__Gestellte Aufgabe 1__. Für welches Forum gilt laut der Forumsdiskussion, dass nur registrierte Benutzer posten dürfen?

__Vorliegender Text__.
|---|
# Registrieren



## Adele (19 September 2006)

Hieß es nicht kürzlich, dass nur noch registrierte Benutzer hier im Forum posten können, um z.B. die Anzahl der Trolle zu minimieren? (Trotz regen Durchforstens des Forums konnte ich leider den entsprechenden Beitrag nicht mehr finden)  Wie kommt es dann, dass es hier immer noch recht viele unregistrierte Poster gibt?


----------



## technofreak (19 September 2006)

*AW: Registrieren*



Adele schrieb:


> Hieß es nicht kürzlich, dass nur noch registrierte Benutzer hier im Forum posten können, um z.B. die Anzahl der Trolle zu minimieren? (Trotz regen Durchforstens des Forums konnte ich leider den entsprechenden Beitrag nicht mehr finden)  Wie kommt es dann, dass es hier immer noch recht viele unregistrierte Poster gibt?


http://forum.computerbetrug.de/announcement.php?f=12&a=5

Bezieht sich nur auf das Forum Allgemeines, alle anderen Foren sind weiterhin "gastfrei"

PS: auch als Link in dieser Erklärung 
http://forum.computerbetrug.de/showthread.php?t=40724


----------



## Adele (19 September 2006)

*AW: Registrieren*

Danke für die schnelle Antwort 


Gastfrei oder gastfreundlich?


----------



## technofreak (19 September 2006)

*AW: Registrieren*



Adele schrieb:


> Gastfrei oder gastfreundlich?


das geht nach dem Sprichwort "Wie man in den Wald hinein ruft, so schallt es heraus."  
http://www.binismus.de/html/wie_man_in_den_wald____.html


----------



## SEP (19 September 2006)

*AW: Registrieren*

*... kuchen*
Marmor ...
Käse ...
Mutter ...
Hunde ...

*... schutz*
Natur ...
Kinder ...
Verbraucher ...
Brand ...

*... öl*
Oliven ...
Sonnenblumen ...
Baby ...


----------



## technofreak (19 September 2006)

*AW: Registrieren*



SEP schrieb:


> Baby ...


...


----------



## SEP (19 September 2006)

*AW: Registrieren*

 bzw. :fdevilt:


----------



## Adele (19 September 2006)

*AW: Registrieren*

Wer Sch...... schreibt fliegt raus?  Aha, also Peinliches und Beleidigungen, schließe ich mal aus SEPs treffsicherer Zeichensprache. Nur der Neugierde halber:  Wie hoch ist denn so der Anteil an Muell, mit dem das Forum bombardiert wird?
|---|
__Datensätze__.
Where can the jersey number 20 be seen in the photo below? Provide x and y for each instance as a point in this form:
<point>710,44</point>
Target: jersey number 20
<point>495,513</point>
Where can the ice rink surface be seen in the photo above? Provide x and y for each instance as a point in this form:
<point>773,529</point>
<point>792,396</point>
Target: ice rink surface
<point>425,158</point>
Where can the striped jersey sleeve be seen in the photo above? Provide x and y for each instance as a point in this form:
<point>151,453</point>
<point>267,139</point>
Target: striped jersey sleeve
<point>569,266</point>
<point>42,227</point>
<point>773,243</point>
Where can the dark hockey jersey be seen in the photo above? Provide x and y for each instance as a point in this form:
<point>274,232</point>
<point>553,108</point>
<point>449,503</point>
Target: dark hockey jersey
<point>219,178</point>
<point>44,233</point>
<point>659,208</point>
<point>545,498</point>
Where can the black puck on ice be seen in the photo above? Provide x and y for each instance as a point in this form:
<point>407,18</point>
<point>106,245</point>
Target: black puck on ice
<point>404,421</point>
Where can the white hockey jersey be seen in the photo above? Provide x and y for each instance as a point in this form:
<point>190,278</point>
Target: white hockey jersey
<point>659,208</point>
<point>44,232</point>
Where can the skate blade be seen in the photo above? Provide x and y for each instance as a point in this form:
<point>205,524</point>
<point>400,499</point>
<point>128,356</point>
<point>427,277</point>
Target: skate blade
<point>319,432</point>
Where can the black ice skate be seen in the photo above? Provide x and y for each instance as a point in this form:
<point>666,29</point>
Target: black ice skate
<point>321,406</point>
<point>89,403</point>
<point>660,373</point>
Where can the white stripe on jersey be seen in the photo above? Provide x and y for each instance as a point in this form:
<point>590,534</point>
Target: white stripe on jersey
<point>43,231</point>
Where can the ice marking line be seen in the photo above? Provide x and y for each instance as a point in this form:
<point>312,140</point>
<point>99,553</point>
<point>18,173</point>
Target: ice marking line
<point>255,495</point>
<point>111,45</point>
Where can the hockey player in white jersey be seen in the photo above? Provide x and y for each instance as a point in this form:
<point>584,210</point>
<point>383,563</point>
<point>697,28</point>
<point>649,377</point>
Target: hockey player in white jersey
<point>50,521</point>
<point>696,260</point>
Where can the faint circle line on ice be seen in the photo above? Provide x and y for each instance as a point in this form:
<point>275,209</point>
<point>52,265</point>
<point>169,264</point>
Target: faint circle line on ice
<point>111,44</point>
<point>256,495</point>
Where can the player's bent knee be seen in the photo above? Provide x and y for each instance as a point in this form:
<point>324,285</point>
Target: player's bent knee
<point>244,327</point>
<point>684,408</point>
|---|
__Gestellte Aufgabe 2__. Schreib aus den Datensätzen den Abschnitt von der Zeile mit „Where can the ice rink“ bis zur Zeile mit „<point>425,158</point>“ unverändert ab, beide Zeilen eingeschlossen.

__Ergebnis der Aufgabe 1__. Nur für das Forum Allgemeines.

__Ergebnis der Aufgabe 2__.
Where can the ice rink surface be seen in the photo above? Provide x and y for each instance as a point in this form:
<point>773,529</point>
<point>792,396</point>
Target: ice rink surface
<point>425,158</point>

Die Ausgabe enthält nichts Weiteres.